— TASKS AND EXERCISES —
**1)** Rewrite the discussion of Google's ad business from "I've done hundreds" up to and including "money from volume.", substituting "marketing" for "advertising".
**2)** Resume the discussion of Google's advertising model after its final sentence.

— EXCERPTED PASSAGE —

I've done hundreds of business analysis for using advertising to fund operations and there isn't a single model that makes any money that I can find unless you have the shear volume of internet traffic that Google has. Google is making money from volume.
Adwords can work for certain types of business but I'm left wondering what the actual returns are in reality - as somebody whose name I can't remember once said - I know half my advertising works, I just wish I knew which half.
(no subject)
Date: 2010-05-26 01:04 am (UTC)What you can't do is replicate that micro targeting for any other business that isn't Google, yes. Which is why I started this thread by saying Google was doing ok at this online ads business model and no one else was. Not because they're dot.com whizz kids (the salient fesature of dot.com bubble businesses was they had hype but zero actual profits - hardly true of Google which makes all its money, I repeat, from SELLING ADS - what it says on the tin as their business, not venture capital..) And yes when they aren't the overwhelmingly incumbent dominator of the search mkt, Google won't have that model right either (in the snes etheir db will become partial, like everyone else'), so in that sense yes they are fragile but in Eu at least that's a helluva way away.
http://papers.ssrn.com/sol3/papers.cfm?abstract_id=1435105 explains some of why I had to swot up on this.
(no subject)
Date: 2010-05-26 02:01 am (UTC)Adwords is really simple to run and really effective for niche businesses.

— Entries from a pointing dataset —

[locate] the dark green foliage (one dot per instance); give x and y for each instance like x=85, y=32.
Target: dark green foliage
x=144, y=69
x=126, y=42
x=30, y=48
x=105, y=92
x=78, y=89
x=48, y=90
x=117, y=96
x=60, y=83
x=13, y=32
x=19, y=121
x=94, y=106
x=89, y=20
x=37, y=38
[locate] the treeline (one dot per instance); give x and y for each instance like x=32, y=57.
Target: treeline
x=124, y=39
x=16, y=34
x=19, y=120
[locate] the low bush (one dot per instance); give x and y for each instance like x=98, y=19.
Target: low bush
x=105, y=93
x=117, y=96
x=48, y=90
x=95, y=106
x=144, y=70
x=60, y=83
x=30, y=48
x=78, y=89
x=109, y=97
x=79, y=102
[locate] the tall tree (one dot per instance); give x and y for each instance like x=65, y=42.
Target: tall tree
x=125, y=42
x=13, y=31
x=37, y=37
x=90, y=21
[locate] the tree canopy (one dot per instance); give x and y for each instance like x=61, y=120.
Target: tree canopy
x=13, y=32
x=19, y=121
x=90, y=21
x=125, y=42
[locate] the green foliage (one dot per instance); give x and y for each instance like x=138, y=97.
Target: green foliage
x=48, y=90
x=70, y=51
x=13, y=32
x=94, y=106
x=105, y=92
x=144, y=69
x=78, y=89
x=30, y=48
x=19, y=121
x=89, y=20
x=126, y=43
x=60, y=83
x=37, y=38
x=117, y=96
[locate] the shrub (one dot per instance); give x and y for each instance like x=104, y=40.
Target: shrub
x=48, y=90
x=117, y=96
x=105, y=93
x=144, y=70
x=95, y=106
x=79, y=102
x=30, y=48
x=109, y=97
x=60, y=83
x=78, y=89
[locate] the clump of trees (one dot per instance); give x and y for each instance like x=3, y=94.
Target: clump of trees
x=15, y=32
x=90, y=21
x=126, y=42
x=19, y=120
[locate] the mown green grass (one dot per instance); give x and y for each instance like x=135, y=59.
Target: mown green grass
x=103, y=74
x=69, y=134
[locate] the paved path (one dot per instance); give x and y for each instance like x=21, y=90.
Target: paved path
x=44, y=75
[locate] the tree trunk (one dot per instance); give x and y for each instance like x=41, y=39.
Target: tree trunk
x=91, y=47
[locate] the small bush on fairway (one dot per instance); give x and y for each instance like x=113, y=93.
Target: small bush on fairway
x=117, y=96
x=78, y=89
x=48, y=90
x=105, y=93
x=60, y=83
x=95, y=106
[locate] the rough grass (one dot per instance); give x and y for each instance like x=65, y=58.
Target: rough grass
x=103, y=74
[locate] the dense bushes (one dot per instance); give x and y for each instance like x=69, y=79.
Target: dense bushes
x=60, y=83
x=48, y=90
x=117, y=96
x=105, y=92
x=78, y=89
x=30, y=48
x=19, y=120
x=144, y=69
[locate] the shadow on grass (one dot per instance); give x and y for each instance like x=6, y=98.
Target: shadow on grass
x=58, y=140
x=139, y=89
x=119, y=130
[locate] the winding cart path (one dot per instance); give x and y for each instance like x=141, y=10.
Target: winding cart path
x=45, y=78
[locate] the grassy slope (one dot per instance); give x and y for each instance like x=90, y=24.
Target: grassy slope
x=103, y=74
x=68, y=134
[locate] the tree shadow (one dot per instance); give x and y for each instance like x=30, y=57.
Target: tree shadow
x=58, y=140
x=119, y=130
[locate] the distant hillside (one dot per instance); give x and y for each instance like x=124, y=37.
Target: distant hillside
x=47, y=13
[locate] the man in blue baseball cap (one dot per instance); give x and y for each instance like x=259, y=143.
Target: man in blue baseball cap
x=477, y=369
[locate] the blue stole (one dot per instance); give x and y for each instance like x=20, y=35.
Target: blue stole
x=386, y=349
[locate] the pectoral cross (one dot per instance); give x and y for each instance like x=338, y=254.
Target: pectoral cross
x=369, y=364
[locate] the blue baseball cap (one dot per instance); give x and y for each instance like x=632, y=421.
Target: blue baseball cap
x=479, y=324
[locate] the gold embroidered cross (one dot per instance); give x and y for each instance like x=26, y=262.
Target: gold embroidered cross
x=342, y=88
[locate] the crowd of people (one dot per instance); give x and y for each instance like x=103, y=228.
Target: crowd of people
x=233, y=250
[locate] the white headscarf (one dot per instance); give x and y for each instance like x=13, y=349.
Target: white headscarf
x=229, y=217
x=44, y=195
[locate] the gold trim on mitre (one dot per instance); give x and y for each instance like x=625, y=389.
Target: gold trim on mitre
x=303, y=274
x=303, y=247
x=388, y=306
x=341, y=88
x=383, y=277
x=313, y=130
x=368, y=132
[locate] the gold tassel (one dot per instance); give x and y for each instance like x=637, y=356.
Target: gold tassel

— ANSWERS —
**1)**
I've done hundreds of business analysis for using marketing to fund operations and there isn't a single model that makes any money that I can find unless you have the shear volume of internet traffic that Google has. Google is making money from volume.

**2)**
I'd argue that Facebook is actually a far far more dangerous enemy of Google's than anything else at this stage.
Where I agree with Hal is they are really throwing crap all over the wall trying to figure out how they can protect the business that works and ensure that nobody destroys their market.
(no subject)
Date: 2010-05-26 08:05 pm (UTC)(no subject)
Date: 2010-05-26 07:00 pm (UTC)I'll go along with "best," although that's damning with faint praise. Until such time as they get clickthrough rates above 50% -- which would be, you know, random chance -- any link between their actions and deliberate causality is speculative at best. If their predictions fail 92% of the time -- which, given the most charitable reading of the data you've presented, they do -- they are substantially underperforming random chance.
See Fooled by Randomness, Taleb, 2001.
(no subject)
Date: 2010-05-26 07:50 am (UTC)(no subject)
Date: 2010-05-26 04:10 pm (UTC)Stateside Property is probably one where you could still do it, but the margins/charges on real estate sales in the US are mind bogglingly insane - Typically you're looking at 6% of sale price split between various sources. There's at least two Seattle startups who've managed to enter this market.
Jobs: I'll waggle my hand on that one. Based on the shear amount of advertising the "premier" jobsites are doing on traditional media they're spending a lot on getting more traction. Plus more and more recruitment is moving onto Craigslist where it's extremely commeditised.
Cars? Craigslist - at least for North America.
That's not to say that there won't be alternative advertising models, but if you think of one, let me know :) - trying to build a business plan that actually makes money for a startup which isn't blessed with a huge marketing budget is something that really really interests me.
(no subject)
Date: 2010-05-26 08:06 pm (UTC)(no subject)
Date: 2010-05-26 11:04 am (UTC)John Wanamaker - http://en.wikiquote.org/wiki/Advertising
(no subject)
Date: 2010-05-26 04:10 pm (UTC)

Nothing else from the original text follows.